▶ TO DO:
Pull out each line of the records below that contains the string "surface".

▶ DATA IN THIS EXERCISE:
[Start]

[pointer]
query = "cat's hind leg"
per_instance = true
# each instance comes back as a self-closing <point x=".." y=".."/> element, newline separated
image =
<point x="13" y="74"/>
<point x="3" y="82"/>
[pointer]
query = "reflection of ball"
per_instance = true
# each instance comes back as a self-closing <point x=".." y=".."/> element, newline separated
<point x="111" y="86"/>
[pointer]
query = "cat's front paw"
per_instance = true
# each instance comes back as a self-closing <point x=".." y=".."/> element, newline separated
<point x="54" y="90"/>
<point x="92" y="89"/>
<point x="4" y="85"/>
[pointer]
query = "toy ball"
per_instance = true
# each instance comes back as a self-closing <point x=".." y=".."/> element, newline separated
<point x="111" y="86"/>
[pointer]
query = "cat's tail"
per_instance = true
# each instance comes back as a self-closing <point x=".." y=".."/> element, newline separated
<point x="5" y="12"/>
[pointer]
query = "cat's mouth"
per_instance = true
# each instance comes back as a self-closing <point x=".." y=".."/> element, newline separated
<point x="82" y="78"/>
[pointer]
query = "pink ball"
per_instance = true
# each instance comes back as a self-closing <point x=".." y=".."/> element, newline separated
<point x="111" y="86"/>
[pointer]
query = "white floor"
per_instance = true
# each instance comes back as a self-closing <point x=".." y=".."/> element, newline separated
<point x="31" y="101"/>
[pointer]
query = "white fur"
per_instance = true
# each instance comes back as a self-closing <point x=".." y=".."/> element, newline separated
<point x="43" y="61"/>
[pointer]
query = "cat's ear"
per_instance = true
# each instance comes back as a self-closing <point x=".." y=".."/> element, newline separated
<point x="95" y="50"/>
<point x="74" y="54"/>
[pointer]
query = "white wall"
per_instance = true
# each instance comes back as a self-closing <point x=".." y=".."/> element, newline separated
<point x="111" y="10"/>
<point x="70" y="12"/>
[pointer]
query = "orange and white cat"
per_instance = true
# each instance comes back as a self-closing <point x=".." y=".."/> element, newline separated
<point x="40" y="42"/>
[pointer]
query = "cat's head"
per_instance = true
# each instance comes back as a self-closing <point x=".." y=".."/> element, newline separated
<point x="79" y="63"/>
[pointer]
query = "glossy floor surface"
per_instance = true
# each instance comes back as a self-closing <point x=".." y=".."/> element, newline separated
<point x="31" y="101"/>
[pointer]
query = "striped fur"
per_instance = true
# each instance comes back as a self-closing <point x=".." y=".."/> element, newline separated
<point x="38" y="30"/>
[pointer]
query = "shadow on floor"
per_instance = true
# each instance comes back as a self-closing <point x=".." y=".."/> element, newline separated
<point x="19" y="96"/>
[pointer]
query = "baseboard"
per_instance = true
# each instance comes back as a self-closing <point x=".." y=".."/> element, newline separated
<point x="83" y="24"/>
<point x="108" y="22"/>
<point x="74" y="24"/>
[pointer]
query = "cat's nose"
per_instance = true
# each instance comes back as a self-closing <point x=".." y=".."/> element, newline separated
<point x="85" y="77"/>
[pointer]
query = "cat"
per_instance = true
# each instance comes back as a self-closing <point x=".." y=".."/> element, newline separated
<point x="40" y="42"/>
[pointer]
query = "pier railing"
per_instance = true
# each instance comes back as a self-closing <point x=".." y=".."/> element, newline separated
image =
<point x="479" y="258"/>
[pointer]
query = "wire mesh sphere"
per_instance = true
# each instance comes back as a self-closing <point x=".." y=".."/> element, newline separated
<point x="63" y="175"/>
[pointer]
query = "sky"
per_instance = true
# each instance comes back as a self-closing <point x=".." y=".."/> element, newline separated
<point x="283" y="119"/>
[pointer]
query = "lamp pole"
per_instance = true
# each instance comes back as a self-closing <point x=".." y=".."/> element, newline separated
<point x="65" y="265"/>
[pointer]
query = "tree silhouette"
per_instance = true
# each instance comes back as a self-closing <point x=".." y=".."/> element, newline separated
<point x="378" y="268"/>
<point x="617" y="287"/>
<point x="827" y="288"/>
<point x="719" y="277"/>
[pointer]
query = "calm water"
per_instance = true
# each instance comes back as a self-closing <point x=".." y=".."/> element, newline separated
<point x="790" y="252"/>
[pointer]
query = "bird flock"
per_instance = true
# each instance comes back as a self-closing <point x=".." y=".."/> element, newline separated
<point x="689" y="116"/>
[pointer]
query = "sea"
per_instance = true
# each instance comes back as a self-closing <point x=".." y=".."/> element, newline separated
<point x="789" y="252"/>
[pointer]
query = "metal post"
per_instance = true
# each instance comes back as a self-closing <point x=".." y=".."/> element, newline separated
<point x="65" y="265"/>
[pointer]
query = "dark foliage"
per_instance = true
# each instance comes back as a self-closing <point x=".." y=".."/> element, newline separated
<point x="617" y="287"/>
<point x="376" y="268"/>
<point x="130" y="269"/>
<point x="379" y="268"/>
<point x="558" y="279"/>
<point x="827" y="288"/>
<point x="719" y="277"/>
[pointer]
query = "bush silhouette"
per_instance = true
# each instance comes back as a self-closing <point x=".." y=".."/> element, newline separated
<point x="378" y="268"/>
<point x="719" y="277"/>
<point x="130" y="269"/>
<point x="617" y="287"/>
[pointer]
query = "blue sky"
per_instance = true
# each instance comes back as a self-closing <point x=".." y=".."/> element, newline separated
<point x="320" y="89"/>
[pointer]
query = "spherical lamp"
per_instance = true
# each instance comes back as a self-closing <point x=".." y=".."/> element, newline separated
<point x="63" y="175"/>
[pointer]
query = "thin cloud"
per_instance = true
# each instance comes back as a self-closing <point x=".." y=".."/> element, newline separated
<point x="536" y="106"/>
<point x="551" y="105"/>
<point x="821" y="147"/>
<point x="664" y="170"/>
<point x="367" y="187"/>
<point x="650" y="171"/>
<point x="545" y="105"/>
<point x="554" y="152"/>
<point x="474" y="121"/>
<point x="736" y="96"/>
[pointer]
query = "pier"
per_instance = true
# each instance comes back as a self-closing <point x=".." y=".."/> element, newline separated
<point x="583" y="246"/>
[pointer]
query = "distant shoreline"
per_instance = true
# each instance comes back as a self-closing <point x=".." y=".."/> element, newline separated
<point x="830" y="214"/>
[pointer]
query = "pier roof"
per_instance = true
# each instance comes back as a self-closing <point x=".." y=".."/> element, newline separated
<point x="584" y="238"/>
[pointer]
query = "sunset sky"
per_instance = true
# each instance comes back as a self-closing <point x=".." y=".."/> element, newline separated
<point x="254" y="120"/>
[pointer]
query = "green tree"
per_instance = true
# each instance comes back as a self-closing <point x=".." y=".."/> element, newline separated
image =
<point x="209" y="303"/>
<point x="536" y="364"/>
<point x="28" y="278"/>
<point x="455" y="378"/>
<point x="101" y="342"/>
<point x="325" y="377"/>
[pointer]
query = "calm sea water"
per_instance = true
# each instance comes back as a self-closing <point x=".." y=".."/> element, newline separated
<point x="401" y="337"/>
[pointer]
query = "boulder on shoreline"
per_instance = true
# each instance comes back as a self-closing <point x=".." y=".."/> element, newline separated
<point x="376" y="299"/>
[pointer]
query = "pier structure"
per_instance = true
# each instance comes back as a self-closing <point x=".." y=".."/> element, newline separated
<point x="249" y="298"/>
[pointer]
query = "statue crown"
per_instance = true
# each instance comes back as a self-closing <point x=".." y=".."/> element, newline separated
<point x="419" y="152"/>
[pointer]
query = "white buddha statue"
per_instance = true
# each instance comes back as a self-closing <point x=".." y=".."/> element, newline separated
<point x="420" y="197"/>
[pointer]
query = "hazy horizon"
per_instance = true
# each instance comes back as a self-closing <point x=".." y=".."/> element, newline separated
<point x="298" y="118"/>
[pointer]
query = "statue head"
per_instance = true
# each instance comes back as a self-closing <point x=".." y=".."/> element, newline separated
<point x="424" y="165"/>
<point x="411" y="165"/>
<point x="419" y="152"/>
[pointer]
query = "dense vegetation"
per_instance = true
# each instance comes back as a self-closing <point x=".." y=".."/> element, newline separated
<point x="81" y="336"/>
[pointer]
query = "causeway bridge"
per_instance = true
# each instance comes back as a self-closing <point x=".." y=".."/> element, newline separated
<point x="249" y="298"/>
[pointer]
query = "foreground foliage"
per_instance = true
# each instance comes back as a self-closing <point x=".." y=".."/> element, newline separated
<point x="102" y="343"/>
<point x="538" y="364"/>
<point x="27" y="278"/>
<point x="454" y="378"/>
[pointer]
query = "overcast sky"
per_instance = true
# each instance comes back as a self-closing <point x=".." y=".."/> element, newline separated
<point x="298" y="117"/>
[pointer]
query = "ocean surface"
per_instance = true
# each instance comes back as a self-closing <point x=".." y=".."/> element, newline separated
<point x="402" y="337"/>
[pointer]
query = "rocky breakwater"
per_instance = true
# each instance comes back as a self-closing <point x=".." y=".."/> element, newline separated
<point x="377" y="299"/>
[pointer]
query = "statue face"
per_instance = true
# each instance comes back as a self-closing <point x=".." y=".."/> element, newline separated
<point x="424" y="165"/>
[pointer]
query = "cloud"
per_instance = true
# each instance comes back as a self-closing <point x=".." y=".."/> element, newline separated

[End]

▶ FINAL RESULT:
query = "glossy floor surface"
query = "ocean surface"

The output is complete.